SET PROBLEM:
Rewrite the material below with every occurrence of "thickest part" changed to "widest part", keeping everything else identical.

Labels for object points:
--*--
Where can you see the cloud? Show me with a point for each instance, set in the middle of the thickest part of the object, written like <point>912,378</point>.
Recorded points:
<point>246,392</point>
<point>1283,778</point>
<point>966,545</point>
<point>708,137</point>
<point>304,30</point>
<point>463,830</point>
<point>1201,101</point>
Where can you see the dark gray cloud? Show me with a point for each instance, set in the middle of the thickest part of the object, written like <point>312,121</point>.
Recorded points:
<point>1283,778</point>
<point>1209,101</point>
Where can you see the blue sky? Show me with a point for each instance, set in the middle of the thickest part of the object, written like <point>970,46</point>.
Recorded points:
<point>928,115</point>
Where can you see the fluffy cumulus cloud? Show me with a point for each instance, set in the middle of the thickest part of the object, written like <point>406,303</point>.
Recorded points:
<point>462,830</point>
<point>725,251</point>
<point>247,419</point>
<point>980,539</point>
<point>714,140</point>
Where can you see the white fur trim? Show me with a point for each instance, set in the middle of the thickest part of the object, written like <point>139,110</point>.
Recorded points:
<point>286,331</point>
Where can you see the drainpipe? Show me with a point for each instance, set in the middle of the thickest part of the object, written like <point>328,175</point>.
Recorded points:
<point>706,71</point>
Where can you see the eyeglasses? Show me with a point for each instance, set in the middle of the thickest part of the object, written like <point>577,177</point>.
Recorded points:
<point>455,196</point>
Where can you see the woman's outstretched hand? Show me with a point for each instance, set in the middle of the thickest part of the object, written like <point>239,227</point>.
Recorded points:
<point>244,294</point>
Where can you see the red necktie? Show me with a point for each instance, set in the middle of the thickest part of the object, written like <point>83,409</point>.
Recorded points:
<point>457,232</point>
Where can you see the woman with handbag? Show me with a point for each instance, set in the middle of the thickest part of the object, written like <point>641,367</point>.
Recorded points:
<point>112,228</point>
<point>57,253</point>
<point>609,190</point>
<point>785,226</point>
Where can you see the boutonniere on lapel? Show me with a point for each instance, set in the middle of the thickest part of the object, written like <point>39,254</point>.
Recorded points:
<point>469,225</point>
--*--
TASK RESULT:
Where can you see the cloud? Show me with a point for each instance, set in the middle of the widest part of the object, written like <point>912,378</point>.
Recorded points:
<point>246,392</point>
<point>1283,778</point>
<point>966,545</point>
<point>708,137</point>
<point>304,30</point>
<point>463,830</point>
<point>1201,101</point>
Where can you see the dark gray cloud? Show me with a point for each instance, set in the middle of the widest part of the object, written like <point>312,121</point>.
Recorded points:
<point>1283,778</point>
<point>1209,101</point>
Where can you see the blue sky? Show me with a point for each instance, set in the middle of the widest part of the object, written like <point>970,46</point>.
Recorded points:
<point>928,115</point>
Where can you see the fluffy cumulus cloud? Show me with a point for each instance, set in the middle of the widest part of the object, written like <point>406,303</point>.
Recorded points:
<point>462,830</point>
<point>725,251</point>
<point>247,419</point>
<point>980,539</point>
<point>714,140</point>
Where can you see the white fur trim? Show me with a point for each instance, set in the middle of the widest part of the object, written like <point>139,110</point>.
Recorded points:
<point>286,331</point>
Where can you see the drainpipe? Show me with a point for each instance, set in the middle of the widest part of the object, written like <point>328,175</point>.
Recorded points:
<point>706,71</point>
Where can you see the eyeglasses? Show me with a point for each instance, set in the middle of the widest part of the object, written like <point>577,177</point>.
Recorded points:
<point>455,196</point>
Where can you see the woman's outstretched hand? Show me with a point for each instance, set in the middle of the widest part of the object, written like <point>239,227</point>.
Recorded points:
<point>244,294</point>
Where can you see the red necktie? Show me with a point for each instance, set in the middle of the widest part of the object, written like <point>83,409</point>.
Recorded points:
<point>457,232</point>
Where can you see the woman with handbag? Show me with a point for each instance, set in the middle of the widest part of the object, written like <point>641,367</point>.
Recorded points:
<point>112,228</point>
<point>57,253</point>
<point>609,190</point>
<point>785,226</point>
Where can you see the boutonniere on lapel? Show me with a point for each instance, set in the middle of the widest part of the object, written like <point>39,254</point>.
Recorded points:
<point>469,225</point>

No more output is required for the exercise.